• _DATA FOR THIS EXERCISE_
----------

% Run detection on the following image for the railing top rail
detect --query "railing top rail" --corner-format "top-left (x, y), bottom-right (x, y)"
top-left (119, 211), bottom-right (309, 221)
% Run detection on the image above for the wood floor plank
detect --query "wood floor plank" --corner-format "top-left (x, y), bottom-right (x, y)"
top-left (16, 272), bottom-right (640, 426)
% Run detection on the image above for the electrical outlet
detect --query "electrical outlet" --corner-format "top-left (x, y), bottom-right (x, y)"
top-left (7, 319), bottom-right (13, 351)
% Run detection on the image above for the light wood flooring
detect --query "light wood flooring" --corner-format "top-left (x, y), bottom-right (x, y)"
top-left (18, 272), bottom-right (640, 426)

----------

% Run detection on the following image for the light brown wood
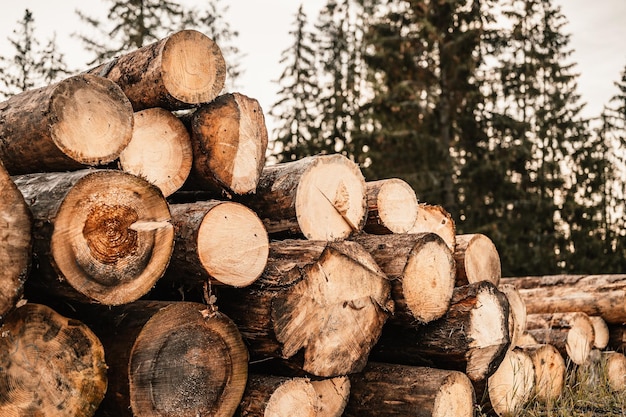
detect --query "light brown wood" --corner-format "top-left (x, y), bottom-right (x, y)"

----------

• _AIM_
Copy out, character for character, the lines of the records above from the line with "the railing top rail" to the line with "top-left (16, 272), bottom-right (640, 426)", including both of those lines.

• _COMPLETE ANSWER_
% Run detection on the following image for the railing top rail
detect --query "railing top rail" --corner-format "top-left (x, y), bottom-right (x, y)"
top-left (119, 211), bottom-right (309, 221)
% Run detection on the image above for the wood floor plank
detect --query "wood floor plank" --corner-format "top-left (x, y), bottom-right (x, y)"
top-left (16, 272), bottom-right (640, 426)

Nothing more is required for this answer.